STATED PROBLEM: Can you render all of the material below as a JSON list of strings, one per line, with blank lines and pictures left out?

LISTED ENTRIES:
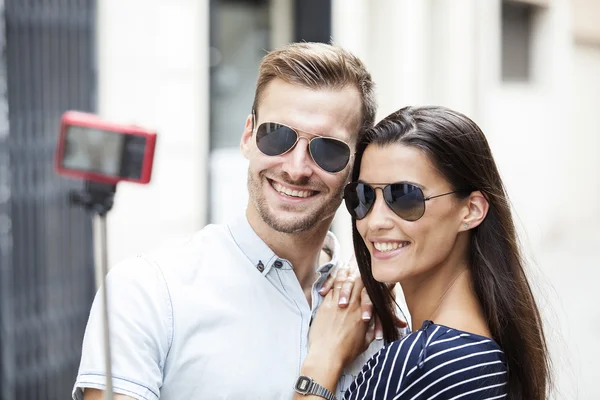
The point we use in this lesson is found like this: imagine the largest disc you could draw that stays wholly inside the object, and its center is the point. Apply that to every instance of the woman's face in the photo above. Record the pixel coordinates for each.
(403, 250)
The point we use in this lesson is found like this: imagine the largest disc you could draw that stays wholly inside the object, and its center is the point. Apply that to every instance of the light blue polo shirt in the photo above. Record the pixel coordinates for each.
(218, 316)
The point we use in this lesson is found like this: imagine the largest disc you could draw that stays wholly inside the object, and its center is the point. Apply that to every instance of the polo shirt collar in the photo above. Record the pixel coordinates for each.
(264, 259)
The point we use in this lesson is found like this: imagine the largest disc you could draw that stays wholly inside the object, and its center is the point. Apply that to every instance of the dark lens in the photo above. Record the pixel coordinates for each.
(274, 139)
(405, 200)
(359, 198)
(330, 154)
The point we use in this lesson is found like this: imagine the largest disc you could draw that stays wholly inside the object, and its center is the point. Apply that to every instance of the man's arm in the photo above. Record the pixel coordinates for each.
(95, 394)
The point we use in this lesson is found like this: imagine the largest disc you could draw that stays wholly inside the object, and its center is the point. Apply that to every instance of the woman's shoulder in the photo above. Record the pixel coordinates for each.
(435, 359)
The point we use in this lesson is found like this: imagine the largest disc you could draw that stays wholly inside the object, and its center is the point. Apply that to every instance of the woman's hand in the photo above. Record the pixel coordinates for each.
(338, 335)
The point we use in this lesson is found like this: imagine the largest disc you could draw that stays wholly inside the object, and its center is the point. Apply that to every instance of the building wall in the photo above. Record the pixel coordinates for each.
(152, 71)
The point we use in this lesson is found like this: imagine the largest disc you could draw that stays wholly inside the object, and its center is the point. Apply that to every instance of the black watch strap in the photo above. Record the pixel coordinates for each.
(306, 385)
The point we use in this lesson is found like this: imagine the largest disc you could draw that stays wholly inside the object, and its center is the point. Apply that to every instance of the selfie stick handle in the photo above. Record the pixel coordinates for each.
(97, 198)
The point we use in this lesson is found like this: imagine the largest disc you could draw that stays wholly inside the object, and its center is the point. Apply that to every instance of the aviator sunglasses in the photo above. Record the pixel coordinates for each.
(404, 199)
(275, 139)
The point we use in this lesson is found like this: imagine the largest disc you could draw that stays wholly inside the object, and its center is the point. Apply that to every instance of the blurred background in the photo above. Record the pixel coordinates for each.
(527, 71)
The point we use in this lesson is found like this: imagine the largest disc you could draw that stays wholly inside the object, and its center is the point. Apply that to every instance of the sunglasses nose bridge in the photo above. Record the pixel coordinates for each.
(296, 163)
(380, 217)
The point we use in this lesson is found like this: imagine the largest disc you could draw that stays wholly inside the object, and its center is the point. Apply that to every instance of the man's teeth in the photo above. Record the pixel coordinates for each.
(290, 192)
(383, 247)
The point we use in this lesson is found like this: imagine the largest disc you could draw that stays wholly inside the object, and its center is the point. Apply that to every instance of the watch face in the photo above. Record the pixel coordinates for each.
(303, 384)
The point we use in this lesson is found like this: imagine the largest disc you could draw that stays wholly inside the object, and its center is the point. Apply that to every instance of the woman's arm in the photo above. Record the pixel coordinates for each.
(337, 336)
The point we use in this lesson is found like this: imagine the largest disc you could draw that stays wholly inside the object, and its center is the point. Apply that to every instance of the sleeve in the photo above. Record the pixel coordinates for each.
(141, 332)
(384, 376)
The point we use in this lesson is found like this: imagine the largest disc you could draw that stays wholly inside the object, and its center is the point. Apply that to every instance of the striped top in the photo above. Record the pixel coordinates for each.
(435, 362)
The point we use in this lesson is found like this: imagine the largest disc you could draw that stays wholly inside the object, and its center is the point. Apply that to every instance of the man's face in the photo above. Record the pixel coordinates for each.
(290, 192)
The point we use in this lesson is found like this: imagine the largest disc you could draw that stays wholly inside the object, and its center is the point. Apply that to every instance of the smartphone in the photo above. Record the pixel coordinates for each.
(93, 149)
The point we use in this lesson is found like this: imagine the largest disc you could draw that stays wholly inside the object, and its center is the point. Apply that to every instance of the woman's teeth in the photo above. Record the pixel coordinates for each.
(383, 247)
(290, 192)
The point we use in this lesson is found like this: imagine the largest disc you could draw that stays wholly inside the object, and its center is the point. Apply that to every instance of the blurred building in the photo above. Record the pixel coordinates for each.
(46, 269)
(527, 71)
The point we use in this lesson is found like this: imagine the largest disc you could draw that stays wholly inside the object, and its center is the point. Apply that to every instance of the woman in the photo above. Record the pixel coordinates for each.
(430, 212)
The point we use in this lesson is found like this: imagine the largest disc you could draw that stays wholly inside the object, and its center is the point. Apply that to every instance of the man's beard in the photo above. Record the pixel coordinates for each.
(304, 222)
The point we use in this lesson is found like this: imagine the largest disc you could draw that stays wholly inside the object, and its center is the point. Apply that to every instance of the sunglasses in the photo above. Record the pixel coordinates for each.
(275, 139)
(404, 199)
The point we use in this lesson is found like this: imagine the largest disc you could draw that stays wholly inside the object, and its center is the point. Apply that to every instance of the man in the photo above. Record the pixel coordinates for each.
(226, 314)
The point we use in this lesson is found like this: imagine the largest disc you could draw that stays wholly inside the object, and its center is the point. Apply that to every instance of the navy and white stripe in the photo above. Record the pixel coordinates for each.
(437, 363)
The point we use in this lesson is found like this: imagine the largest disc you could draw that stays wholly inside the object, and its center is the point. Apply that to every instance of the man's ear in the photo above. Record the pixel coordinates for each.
(477, 210)
(246, 140)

TASK RESPONSE:
[
  "The point we use in this lesson is found like this: imagine the largest disc you could draw that stays wholly inside the object, and its center is the point. Apply that to every instance of the woman's face in the photo above. Record the pixel coordinates for each.",
  "(403, 250)",
  "The point we use in this lesson is found like this: imagine the largest disc you could draw that stays wholly inside the object, and its center is the point. Apply that to every instance of the light blue polo shirt in the photo above. Record the pixel coordinates for each.",
  "(218, 316)",
  "The point we use in this lesson is found like this: imagine the largest disc you could draw that stays wholly inside the object, and its center is the point. Apply that to every instance of the polo shirt collar in the photo above. Record the pixel coordinates for each.",
  "(264, 259)",
  "The point we use in this lesson is found like this: imagine the largest disc you could draw that stays wholly inside the object, and its center is the point. Apply that to every instance of the dark lens in the photo above. Record the pixel coordinates for each.",
  "(274, 139)",
  "(405, 200)",
  "(359, 198)",
  "(330, 154)",
  "The point we use in this lesson is found like this: imagine the largest disc you could draw that stays wholly inside the object, and its center is the point. Apply that to every instance of the man's arm in the photo above. Record the pixel coordinates for each.",
  "(95, 394)",
  "The point we use in this lesson is found like this: imagine the largest disc you could draw that stays wholly inside the object, and its center is the point. Apply that to every instance of the woman's shoulder in the photo above. Record the pixel coordinates for each.",
  "(435, 359)",
  "The point we use in this lesson is found like this: imagine the largest disc you could draw that stays wholly inside the object, and its center is the point. Apply that to every instance of the woman's hand in the photo above. Record the pixel coordinates for each.",
  "(338, 335)",
  "The point we use in this lesson is found like this: imagine the largest disc you could draw that stays wholly inside the object, and its center is the point. Apply that to every instance of the building wall in the photo above. Record the pixel coordinates for each.",
  "(152, 71)",
  "The point we use in this lesson is found like this: imagine the largest disc you could draw that stays wholly inside the object, and its center is the point. Apply that to every instance of the black watch strap in the photo above. Record the pixel coordinates for each.",
  "(306, 385)",
  "The point we use in this lesson is found like this: imagine the largest disc you could draw that stays wholly inside the object, and its center is the point. Apply that to every instance of the selfie stick handle in the photo above. Record the pixel coordinates for each.",
  "(97, 198)",
  "The point we use in this lesson is found like this: imagine the largest disc you could draw that stays wholly inside the object, and its center is the point. Apply that to every instance of the aviator sunglasses in the photo above. Record the pixel coordinates for each.",
  "(404, 199)",
  "(275, 139)",
  "The point we use in this lesson is found like this: imagine the largest disc you could draw that stays wholly inside the object, and its center is the point. Apply that to every instance of the blurred background in the photo above. Record the pixel coordinates for each.",
  "(527, 71)",
  "The point we use in this lesson is found like this: imagine the largest disc you could draw that stays wholly inside the object, and its center is the point. Apply that to every instance of the sunglasses nose bridge in the photo above. Record the pixel coordinates for each.",
  "(296, 163)",
  "(380, 217)",
  "The point we use in this lesson is found like this: imagine the largest disc you could draw that stays wholly inside the object, and its center is the point. Apply that to every instance of the man's teeth in the photo above. Record the pixel coordinates for each.",
  "(290, 192)",
  "(383, 247)",
  "The point we use in this lesson is found like this: imagine the largest disc you could draw that stays wholly inside the object, and its center is the point. Apply that to every instance of the watch face in the photo above. Record the pixel coordinates for each.",
  "(303, 384)",
  "The point we use in this lesson is found like this: imagine the largest disc you could draw that stays wholly inside the object, and its center is the point. Apply that to every instance of the woman's arm in the photo above. Record the pixel coordinates for each.",
  "(337, 336)",
  "The point we use in this lesson is found like this: imagine the largest disc you could draw that stays wholly inside the object, and its center is the point. Apply that to every instance of the sleeve in the photo above. Record the pixel coordinates for each.",
  "(141, 332)",
  "(384, 376)",
  "The point we use in this lesson is found like this: imagine the largest disc you could draw that stays wholly inside the object, and its center is the point. Apply that to every instance of the striped top in the photo above. Record the pixel coordinates for each.",
  "(435, 362)",
  "The point we use in this lesson is found like this: imagine the largest disc you could draw that stays wholly inside the object, and its center is the point. Apply that to every instance of the man's face in the photo above. Record the pixel coordinates for each.",
  "(290, 192)",
  "The point we use in this lesson is found like this: imagine the largest disc you could draw that stays wholly inside the object, and its center is the point. Apply that to every instance of the smartphone in the photo above. Record the pixel coordinates for each.",
  "(93, 149)",
  "The point we use in this lesson is found like this: imagine the largest disc you could draw that stays wholly inside the object, and its center is the point. Apply that to every instance of the woman's teeth in the photo above. Record the pixel coordinates for each.",
  "(383, 247)",
  "(290, 192)",
  "The point we use in this lesson is found like this: imagine the largest disc you could draw that stays wholly inside the object, and its center is the point. Apply that to every instance of the blurred building in the photo above. Record the pixel coordinates for each.",
  "(46, 269)",
  "(527, 71)",
  "The point we use in this lesson is found like this: imagine the largest disc you could draw that stays wholly inside the object, and its center is the point. Apply that to every instance of the woman in the photo above. Record the pixel coordinates for each.",
  "(430, 212)",
  "The point we use in this lesson is found like this: imagine the largest disc you could draw that stays wholly inside the object, and its center is the point. Apply that to every instance of the man's beard in the photo above. Record the pixel coordinates for each.",
  "(304, 222)",
  "The point we use in this lesson is found like this: imagine the largest disc you could draw that stays wholly inside the object, and its center is the point. Apply that to every instance of the sunglasses in the photo above. Record the pixel coordinates for each.",
  "(275, 139)",
  "(404, 199)",
  "The point we use in this lesson is found like this: imagine the largest disc you could draw that stays wholly inside the object, and its center is the point. Apply that to every instance of the man in the photo above. Record the pixel coordinates for each.",
  "(226, 314)",
  "The point we use in this lesson is found like this: imagine the largest disc you could draw that stays wholly inside the object, and its center is the point. Apply that to every instance of the navy and white stripe in the photo above. Record the pixel coordinates for each.",
  "(437, 363)",
  "The point we use in this lesson is found like this: imagine the largest disc you could draw that stays wholly inside the object, and its center is the point. Apply that to every instance of the man's ear in the photo above. Record the pixel coordinates for each.",
  "(477, 210)",
  "(246, 140)"
]